─── INFORMATION GIVEN
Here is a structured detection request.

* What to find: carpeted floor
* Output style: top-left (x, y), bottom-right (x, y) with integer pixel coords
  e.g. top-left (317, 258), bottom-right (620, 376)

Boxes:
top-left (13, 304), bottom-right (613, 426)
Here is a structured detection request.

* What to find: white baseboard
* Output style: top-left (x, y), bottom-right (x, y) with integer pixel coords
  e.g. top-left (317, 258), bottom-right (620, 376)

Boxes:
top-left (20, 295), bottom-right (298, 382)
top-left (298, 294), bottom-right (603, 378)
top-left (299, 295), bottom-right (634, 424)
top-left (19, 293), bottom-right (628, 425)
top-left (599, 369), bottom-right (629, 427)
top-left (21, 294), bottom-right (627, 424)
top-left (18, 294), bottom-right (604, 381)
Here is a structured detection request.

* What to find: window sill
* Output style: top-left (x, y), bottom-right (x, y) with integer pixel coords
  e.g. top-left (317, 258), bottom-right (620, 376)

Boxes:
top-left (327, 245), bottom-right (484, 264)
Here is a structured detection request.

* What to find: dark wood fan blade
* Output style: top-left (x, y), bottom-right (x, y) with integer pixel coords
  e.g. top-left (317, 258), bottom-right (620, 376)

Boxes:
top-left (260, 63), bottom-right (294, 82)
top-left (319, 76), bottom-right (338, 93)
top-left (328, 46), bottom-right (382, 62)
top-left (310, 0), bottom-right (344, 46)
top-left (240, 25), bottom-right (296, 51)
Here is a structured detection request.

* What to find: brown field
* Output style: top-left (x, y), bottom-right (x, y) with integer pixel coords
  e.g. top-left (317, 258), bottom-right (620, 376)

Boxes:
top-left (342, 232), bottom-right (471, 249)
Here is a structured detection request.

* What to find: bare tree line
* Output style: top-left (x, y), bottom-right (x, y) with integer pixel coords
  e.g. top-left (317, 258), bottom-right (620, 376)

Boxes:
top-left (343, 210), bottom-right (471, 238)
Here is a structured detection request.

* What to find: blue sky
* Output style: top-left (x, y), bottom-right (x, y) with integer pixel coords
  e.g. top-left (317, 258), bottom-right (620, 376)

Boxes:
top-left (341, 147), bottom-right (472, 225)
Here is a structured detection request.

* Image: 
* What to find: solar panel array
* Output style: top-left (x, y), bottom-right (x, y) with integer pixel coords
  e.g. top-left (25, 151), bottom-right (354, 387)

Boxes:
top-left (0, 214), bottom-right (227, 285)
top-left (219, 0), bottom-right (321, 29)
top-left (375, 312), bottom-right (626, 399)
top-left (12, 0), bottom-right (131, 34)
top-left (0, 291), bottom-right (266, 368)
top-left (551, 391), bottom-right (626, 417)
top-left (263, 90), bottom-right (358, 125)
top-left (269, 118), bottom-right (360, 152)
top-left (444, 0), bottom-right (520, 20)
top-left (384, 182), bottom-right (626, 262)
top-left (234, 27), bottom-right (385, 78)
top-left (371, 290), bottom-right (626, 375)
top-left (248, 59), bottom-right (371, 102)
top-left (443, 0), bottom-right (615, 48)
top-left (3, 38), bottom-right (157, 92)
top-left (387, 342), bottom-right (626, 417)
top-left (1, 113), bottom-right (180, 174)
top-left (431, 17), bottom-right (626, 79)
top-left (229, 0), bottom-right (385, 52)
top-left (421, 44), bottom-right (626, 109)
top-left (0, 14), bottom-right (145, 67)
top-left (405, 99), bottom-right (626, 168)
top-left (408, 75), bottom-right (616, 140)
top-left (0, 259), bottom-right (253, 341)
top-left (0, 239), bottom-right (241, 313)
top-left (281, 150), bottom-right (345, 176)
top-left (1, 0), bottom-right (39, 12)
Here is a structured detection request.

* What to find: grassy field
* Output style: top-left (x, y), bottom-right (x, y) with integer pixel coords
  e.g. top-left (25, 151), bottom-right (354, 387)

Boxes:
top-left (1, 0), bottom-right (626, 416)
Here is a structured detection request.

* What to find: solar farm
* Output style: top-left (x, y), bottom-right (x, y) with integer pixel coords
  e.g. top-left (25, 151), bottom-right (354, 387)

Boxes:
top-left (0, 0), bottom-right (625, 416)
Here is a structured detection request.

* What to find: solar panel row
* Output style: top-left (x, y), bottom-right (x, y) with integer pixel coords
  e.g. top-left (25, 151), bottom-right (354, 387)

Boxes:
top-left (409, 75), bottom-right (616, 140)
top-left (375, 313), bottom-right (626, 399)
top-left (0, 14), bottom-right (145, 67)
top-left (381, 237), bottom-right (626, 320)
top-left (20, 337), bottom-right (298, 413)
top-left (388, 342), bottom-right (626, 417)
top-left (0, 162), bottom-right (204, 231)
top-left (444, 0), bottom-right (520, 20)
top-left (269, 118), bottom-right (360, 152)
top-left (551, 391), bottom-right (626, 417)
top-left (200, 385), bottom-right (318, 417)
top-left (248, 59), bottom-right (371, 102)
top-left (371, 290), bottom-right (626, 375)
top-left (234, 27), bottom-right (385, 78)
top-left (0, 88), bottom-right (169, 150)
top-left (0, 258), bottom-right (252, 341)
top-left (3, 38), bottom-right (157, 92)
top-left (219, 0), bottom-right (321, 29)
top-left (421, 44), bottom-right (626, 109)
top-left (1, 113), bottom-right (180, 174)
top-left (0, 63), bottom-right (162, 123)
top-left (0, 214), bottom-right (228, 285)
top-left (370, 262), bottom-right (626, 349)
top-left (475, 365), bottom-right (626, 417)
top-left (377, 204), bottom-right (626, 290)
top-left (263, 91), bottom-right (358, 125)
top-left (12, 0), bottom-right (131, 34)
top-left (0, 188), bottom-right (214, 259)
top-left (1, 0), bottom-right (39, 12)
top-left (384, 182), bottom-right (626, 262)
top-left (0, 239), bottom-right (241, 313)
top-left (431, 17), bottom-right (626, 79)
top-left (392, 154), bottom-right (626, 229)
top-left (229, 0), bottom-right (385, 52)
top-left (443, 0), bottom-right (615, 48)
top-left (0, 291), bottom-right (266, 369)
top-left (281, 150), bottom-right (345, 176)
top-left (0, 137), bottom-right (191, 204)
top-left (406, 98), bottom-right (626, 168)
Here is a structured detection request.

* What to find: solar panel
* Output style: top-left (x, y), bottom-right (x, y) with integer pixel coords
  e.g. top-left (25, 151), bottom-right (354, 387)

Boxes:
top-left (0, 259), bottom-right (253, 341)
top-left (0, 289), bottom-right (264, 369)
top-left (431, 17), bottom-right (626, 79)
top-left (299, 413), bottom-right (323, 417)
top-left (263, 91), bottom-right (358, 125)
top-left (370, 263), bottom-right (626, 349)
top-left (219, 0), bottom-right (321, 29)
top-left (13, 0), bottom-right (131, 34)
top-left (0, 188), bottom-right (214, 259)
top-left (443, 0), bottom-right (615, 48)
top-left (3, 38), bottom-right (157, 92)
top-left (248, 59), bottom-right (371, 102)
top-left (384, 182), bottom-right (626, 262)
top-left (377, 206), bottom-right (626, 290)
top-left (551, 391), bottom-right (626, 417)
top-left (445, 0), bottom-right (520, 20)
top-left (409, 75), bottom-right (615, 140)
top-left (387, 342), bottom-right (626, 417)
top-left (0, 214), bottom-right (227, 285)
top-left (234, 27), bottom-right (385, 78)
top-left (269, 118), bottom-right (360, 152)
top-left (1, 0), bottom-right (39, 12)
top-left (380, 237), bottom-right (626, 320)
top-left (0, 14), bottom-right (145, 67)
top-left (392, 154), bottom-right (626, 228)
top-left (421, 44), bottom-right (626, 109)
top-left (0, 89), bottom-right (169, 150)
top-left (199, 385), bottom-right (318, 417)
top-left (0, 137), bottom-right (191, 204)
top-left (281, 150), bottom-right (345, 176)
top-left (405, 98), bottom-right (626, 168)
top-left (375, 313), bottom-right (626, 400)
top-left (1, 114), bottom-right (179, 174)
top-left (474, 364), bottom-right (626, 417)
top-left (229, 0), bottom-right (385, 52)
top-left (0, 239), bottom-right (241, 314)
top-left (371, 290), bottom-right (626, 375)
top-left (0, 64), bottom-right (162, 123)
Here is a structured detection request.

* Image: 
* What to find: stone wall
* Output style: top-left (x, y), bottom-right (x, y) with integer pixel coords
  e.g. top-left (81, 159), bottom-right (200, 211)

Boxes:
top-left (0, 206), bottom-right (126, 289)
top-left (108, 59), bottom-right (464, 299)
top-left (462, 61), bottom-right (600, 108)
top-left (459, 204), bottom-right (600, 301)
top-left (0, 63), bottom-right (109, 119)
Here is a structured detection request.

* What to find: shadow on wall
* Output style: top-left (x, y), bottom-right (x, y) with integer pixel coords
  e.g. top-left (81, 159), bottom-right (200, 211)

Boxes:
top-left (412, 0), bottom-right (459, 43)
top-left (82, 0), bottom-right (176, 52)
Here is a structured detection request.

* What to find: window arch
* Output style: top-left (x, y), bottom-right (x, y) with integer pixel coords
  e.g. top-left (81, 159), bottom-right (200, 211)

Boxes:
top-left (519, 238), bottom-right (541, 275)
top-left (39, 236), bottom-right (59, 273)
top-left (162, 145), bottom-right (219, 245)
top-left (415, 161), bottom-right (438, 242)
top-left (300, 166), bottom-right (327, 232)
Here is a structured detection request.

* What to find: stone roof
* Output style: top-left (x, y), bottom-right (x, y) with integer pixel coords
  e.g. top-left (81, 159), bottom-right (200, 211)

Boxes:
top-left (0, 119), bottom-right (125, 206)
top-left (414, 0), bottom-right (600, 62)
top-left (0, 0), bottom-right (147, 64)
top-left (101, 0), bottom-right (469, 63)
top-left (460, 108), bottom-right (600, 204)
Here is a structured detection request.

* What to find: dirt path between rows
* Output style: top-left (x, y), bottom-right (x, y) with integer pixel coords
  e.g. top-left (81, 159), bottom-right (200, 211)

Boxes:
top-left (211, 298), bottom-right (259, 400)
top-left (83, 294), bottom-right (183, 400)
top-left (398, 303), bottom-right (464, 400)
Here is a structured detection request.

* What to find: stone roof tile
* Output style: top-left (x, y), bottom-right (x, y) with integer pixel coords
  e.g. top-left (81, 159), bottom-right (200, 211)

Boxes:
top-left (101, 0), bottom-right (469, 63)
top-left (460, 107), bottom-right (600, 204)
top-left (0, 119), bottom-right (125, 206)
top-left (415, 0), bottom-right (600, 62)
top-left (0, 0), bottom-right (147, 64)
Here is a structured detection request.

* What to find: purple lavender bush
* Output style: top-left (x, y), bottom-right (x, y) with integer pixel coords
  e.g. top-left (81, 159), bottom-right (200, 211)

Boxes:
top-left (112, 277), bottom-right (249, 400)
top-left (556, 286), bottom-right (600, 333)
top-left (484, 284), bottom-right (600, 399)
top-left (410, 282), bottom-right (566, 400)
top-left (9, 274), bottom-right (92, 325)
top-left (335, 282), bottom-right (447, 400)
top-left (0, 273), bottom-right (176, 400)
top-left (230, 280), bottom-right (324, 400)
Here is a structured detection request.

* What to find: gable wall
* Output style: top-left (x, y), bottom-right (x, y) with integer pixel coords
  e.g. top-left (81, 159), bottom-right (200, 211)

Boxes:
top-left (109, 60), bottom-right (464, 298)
──────
* ASSIGNMENT: Copy every line that contains "field" from the listing above.

* REPLY:
* What to find: brown field
* What to find: grassy field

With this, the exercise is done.